**SUPPLIED PASSAGE**.
Avadh Behari, J.
(1) Appellant had agreed to buy respondent's plot in suit for Rs. 8,000.00. Bargain was struck by parties through their agents. Respondent bought stamp paper and dictated terms on it through a typist. She then representing that she had forgotten to bring certificate of title went home to bring but never returned. Appellant sued her and got a decree. It was reversed in 1st appeal. He then filed 2nd appeal. Para 20 onwards, the judgment is :
(2) The decision of this appeal turns on a short question and it is this. Are the terms of the contract uncertain with regard to the expenses of the sale Is it not clear from. the record that the respondent was to bear the expenses of the sale
(3) The respondent had agreed to convey to the appellant her plot No. 23 measuring 287.77 square yards situated in Punjabi Bagh, Delhi, for the consideration of Rs. 8,000.00. The balance sum of Rs. 7,000.00 was to be paid before the Sub-Registrar, Rs. 1,000.00 having been received by the respondent by way of earnest money. Both the Courts found that these terms being certain it was the respondent who was in breach of the contract. On the short ground that it was not clear who was to bear the expenses of the sale the learned Additional District Judge non-suited the appellant.
(4) In my opinion there is no uncertainty about the terms of the contract as regards the expenses of the sale. It would be unfair to lay the blame on the appellant and to say that he had failed to discharge his burden with regard to the question of expenses of sale 209 In the plaint in para 3 the plaintiff clearly said the respondent had agreed to bear all the expenses of execution and the registration of the sale deed. The defense was that she was to bear the expenses of sale and registration up to the extent of Rs 8,000.00 and that on the remaining amount of Rs. 7,82,735.00 the purchaser was to bear. We have to see from the evidence whether the respondent has been able to prove her allegation with regard to the expenses of sale.
(5) It is not disputed that on 19th of March, 1974, the respondent herself purchased the stamp in her own name for Rs 560.00. The non-judicial stamp paper is on the record. The sale deed was drafted and was typed on it. This stamp paper duly engrossed was taken away by the respondent to her home on the pretext that she had forgotten to bring the certificate of Refugee Cooperative Society.
(6) The counsel for the respondent has stated that later on she, the respondent received refund of the stamp from the Collector of Stamps. It is thereforee clearly proved that she paid for the stamp and thereforee the appellant's allegation that she was to bear the expenses stood fully proved.
(7) Next the appellant himself came into the witness box as Public Witness 5 and he stated that Hari Chand Seth has told him that the entire expenses regarding stamp and registration etc. were to be borne by the respondent. Hari Chand himself came into the witness box and deposed that he told Kartar Singh that stamp paper was to be purchased in the name of the appellant Amar Nath.
(8) On behalf of the respondent Kartar Singh appeared and he repeated what the respondent had stated in her written statement, namely, that the expenses were to be borne by the respondent up to Rs. 8,000.00 and for the rest of the amount of the sale price the expenses were to be borne by the appellant.
(9) In the sale deed Ex. Pi it is mentioned that 'the vendee has borne all expenses of this sale deed.' The learned Additional District Judge found that this recital in the sale deed was contrary to the testimony led by the parties. He thereforee held that the terms were uncertain. I do not agree with him.

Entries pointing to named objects
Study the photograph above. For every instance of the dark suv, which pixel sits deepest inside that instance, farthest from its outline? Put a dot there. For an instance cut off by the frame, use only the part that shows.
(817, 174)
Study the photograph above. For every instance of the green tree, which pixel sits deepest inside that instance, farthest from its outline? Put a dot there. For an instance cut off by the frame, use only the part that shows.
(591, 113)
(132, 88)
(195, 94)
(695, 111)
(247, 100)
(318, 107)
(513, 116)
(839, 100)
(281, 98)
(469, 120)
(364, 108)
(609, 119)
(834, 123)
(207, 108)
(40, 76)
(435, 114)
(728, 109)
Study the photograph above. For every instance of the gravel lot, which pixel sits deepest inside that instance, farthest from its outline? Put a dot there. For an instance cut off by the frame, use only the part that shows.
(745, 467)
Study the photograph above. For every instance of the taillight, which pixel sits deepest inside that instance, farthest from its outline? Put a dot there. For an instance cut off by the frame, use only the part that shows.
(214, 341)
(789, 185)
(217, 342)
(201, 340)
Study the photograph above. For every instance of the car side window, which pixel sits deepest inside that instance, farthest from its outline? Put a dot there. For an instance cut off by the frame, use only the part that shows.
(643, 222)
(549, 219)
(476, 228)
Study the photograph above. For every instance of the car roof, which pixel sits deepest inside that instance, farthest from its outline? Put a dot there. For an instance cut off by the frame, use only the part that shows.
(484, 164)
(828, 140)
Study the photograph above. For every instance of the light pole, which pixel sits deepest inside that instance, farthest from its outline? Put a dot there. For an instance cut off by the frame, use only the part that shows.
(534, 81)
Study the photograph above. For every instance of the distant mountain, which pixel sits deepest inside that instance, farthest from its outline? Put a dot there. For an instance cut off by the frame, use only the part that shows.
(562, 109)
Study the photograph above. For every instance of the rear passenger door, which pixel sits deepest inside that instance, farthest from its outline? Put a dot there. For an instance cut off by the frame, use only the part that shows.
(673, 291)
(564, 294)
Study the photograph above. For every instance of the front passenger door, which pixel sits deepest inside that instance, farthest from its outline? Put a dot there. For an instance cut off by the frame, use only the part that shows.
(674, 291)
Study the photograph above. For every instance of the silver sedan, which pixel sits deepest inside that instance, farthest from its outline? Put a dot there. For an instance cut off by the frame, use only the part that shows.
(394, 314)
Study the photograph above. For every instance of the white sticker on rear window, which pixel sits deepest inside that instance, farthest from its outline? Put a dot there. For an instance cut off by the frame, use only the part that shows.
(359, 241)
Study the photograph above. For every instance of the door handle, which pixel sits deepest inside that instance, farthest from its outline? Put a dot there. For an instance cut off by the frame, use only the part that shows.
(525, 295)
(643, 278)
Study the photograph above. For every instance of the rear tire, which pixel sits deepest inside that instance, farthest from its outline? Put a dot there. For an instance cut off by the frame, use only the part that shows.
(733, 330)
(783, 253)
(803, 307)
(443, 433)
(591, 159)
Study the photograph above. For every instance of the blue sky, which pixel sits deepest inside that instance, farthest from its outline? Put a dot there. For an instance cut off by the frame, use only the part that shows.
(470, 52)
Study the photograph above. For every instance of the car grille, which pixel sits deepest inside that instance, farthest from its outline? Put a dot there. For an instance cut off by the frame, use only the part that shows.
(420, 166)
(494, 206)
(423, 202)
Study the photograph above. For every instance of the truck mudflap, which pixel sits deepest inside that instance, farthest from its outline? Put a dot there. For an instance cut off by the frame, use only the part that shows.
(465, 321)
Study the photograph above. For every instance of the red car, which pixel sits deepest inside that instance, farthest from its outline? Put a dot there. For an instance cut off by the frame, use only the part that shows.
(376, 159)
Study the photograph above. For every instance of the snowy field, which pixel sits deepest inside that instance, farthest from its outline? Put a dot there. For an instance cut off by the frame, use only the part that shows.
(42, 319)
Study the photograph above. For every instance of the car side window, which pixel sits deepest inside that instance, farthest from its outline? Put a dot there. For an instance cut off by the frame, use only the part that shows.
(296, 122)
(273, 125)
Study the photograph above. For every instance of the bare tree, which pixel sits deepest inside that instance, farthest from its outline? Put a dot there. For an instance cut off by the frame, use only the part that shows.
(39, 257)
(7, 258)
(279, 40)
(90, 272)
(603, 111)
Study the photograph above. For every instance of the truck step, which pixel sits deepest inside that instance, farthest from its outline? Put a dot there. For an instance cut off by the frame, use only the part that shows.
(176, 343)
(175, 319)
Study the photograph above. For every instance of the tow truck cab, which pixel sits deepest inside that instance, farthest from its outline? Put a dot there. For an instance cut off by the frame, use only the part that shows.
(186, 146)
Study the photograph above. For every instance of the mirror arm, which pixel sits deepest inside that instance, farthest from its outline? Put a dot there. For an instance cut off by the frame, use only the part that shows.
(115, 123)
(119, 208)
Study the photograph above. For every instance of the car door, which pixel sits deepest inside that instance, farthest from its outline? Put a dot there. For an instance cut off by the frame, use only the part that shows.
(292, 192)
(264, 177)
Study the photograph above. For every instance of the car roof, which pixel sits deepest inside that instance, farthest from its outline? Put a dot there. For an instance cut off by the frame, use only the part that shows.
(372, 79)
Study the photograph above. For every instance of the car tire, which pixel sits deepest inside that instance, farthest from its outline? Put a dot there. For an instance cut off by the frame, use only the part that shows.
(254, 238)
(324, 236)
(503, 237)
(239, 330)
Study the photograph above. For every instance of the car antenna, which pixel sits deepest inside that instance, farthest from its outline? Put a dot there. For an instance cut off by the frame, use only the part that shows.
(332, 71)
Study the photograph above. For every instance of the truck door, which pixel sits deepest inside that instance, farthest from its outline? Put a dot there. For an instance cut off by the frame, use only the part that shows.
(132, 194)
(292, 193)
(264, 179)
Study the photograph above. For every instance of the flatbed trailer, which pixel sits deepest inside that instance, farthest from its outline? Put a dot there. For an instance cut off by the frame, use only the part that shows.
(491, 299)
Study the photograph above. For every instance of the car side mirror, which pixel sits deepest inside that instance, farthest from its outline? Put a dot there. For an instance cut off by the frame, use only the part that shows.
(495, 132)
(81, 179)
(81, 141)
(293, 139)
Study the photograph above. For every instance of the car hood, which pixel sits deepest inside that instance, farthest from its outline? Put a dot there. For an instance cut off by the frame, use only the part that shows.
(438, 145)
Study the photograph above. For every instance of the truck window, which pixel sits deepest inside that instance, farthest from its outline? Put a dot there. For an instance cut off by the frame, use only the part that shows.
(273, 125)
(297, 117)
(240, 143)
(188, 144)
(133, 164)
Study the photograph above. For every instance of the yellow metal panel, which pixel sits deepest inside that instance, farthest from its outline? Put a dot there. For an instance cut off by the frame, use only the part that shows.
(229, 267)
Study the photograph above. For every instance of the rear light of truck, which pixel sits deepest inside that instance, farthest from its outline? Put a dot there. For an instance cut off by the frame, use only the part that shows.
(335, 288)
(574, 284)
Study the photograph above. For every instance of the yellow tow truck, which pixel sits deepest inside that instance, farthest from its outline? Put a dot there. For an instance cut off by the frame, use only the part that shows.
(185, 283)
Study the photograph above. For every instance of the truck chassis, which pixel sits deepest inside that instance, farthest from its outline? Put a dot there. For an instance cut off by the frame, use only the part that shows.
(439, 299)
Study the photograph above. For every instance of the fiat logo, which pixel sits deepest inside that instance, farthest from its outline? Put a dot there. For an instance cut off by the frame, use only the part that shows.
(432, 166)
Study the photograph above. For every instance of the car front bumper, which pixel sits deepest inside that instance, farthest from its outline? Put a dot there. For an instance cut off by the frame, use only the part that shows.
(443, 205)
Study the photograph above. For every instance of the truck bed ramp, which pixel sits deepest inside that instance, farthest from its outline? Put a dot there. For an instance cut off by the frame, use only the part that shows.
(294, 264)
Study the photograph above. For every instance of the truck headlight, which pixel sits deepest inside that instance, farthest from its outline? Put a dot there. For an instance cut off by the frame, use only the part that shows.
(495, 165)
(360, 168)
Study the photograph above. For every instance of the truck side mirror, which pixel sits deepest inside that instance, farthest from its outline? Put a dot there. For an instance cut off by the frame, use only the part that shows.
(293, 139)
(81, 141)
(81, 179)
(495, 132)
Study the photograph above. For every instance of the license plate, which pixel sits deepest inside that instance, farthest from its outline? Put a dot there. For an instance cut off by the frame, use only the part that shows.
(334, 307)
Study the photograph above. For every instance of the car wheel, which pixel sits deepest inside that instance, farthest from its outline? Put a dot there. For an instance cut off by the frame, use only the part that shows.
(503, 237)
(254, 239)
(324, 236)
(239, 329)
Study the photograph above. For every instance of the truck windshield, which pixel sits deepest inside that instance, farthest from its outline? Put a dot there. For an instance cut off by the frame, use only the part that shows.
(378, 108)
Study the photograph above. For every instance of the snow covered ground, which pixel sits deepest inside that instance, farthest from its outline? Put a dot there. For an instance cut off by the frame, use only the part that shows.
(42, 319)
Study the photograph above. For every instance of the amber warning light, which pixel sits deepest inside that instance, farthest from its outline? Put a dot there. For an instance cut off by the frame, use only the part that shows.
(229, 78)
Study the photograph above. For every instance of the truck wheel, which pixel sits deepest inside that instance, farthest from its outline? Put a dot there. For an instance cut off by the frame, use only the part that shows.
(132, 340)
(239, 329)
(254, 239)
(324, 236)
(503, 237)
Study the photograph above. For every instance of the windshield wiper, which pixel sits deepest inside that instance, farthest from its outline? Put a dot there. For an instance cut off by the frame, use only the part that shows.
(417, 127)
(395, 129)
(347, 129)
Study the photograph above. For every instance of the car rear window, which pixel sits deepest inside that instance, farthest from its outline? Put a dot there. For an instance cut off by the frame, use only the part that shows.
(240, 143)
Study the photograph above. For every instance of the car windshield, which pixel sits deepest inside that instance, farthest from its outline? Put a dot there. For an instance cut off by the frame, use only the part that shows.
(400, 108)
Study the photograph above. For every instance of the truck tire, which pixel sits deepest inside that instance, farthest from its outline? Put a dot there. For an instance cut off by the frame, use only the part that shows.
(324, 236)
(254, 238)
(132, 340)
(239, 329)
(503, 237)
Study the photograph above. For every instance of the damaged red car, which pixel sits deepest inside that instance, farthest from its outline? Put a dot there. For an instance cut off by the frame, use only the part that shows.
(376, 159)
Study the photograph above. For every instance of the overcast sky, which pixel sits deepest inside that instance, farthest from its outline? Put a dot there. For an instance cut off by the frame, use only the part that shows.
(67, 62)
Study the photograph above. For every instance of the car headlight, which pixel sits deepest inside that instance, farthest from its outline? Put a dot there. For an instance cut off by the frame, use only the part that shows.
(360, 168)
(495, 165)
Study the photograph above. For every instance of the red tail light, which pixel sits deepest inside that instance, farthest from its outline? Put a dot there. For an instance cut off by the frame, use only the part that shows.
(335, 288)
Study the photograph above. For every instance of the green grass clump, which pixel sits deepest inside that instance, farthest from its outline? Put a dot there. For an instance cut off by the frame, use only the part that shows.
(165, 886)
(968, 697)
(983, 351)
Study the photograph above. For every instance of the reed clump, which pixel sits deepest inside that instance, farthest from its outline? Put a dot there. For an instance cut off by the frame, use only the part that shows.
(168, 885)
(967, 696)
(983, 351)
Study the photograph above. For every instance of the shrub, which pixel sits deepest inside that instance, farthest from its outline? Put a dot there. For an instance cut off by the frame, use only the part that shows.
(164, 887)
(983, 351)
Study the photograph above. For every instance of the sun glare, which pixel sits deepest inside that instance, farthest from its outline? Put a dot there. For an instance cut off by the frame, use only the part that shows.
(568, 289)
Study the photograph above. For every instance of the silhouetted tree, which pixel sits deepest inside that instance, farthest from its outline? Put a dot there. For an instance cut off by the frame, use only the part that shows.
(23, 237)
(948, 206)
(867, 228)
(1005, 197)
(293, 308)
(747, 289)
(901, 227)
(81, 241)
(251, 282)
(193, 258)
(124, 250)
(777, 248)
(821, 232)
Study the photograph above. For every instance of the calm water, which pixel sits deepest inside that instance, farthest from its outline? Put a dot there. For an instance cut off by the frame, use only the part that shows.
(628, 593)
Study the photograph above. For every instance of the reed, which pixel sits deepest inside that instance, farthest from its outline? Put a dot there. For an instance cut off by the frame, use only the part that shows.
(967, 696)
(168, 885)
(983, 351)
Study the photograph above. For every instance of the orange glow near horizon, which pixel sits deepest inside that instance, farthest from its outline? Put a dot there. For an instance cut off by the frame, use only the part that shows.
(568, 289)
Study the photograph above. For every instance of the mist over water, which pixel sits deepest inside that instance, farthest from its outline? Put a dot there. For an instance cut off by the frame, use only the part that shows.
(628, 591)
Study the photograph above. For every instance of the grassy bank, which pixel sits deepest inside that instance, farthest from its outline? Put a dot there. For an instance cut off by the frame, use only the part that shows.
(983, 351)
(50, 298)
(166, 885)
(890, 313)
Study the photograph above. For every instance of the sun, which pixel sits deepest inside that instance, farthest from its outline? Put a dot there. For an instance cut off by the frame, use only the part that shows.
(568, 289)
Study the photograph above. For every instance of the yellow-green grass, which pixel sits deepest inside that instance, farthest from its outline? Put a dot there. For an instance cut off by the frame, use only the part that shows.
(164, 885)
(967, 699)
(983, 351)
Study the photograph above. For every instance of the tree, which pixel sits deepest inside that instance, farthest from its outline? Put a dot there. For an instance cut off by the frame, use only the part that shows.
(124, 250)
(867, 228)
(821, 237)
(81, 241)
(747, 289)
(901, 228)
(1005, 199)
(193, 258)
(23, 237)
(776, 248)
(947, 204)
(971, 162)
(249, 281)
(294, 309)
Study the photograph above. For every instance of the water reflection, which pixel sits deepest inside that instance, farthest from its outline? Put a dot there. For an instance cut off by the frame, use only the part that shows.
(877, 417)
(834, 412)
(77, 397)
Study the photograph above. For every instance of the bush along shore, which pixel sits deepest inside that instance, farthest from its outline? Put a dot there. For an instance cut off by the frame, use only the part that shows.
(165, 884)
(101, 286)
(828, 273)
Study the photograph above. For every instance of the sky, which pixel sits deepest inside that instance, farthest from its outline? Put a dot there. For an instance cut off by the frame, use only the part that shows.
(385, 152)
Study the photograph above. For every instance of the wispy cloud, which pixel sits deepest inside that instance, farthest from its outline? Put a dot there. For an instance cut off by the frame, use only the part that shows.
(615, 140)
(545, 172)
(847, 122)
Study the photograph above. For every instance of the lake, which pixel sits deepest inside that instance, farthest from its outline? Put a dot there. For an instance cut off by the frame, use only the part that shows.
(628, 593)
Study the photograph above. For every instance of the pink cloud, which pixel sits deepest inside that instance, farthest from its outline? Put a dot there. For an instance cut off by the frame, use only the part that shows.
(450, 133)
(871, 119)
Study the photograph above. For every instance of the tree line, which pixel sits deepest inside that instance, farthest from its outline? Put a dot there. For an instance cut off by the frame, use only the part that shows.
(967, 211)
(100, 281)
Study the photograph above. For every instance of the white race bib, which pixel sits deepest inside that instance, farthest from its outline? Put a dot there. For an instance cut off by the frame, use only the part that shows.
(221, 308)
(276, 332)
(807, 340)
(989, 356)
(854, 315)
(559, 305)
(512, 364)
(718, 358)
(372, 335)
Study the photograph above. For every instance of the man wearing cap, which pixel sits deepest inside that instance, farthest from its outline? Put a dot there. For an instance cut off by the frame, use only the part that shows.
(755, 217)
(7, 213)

**SET OF TASKS**.
[A] In the judgment on the plot sale, rewrite the paragraph beginning "The respondent had agreed to convey" as a short list that keeps its main facts.
[B] Extend the judgment on the plot sale with the next part, picking up after its final paragraph.

**RESPONSES IN ORDER**.
[A]
- The respondent agreed to convey her plot No. 23, measuring 287.77 square yards in Punjabi Bagh, Delhi, to the appellant for Rs. 8,000.00.
- She had already received Rs. 1,000.00 as earnest money.
- The balance of Rs. 7,000.00 was to be paid before the Sub-Registrar.
- Both Courts found these terms certain and held the respondent in breach of the contract.
- The Additional District Judge still non-suited the appellant, on the sole ground that it was unclear who was to bear the expenses of the sale.

[B]
(10) Both the Courts have found that the consideration of the sale was Rs. 8,000.00 and only this amount was to be mentioned in the sale deed. It is the respondent's own case that the rest of the amount of Rs. 7,827.35 was to be paid as unaccounted money, or as the trial Court says as 'black money.' If the ostensible sale consideration was only Rs. 8,000.00 as is the respondent's own case. what expenses were to be borne by the appellant for the rest of the amount I have not been able to understand. For 'black money' there was to be no writing and thereforee no expense. It appears to me that both the appellant and the respondent were in agreement that the sale consideration which was to be mentioned in the sale deed was Rs. 8,000.00 and that the respondent was to bear the expenses regarding stamp and registration thereof. This is clear from the pleadings of the parties and from the evidence of their witnesses. In fact no other expense was to be borne because the rest of the money of Rs 7,827.35 was to be paid as 'black money' and 'black money' does not require any expenses to be incurred.
(11) Next it will be clear from the respondent's own conduct that she acted as wag agreed upon, namely, that she purchased the stamp paper worth Rs. 560.00 herself in her own name and later on claimed the refund. Now the question is : How has this term 'that the vendee has borne all expenses of this sale deed' appeared in the sale deed It is not difficult to find out the source of this error. Nirpat Rai, typist has come in the witness box and he prepared a draft of the sale deed as is usually done by these typists He did not know the exact terms between the parties. It is in evidence that the respondent herself got the sale deed prepared. The sale deed was prepared after she had told the typist what were the main terms of the contract between the parties.
(12) The typist thought that as usual the expenses must have been borne by the grantees. He thereforee recited this fact. But what is of importance is that the respondent herself laid no store by this recital. She said in the written statement : 'The (typist) typed the document without any reference to defendant and as a result the contents did not even represent facts intended to be mentioned.' 211 31. inspire of this stand of the respondent the first appellate Court and the respondent's counsel before me made capital out of the recital and founded their case of uncertainty on this tenous ground.
(13) I would thereforee attach no importance to the recital because it is against the case of the parties and their evidence. It is nobody's case that the expenses of the sale deed were to be borne by the vendee (appellant).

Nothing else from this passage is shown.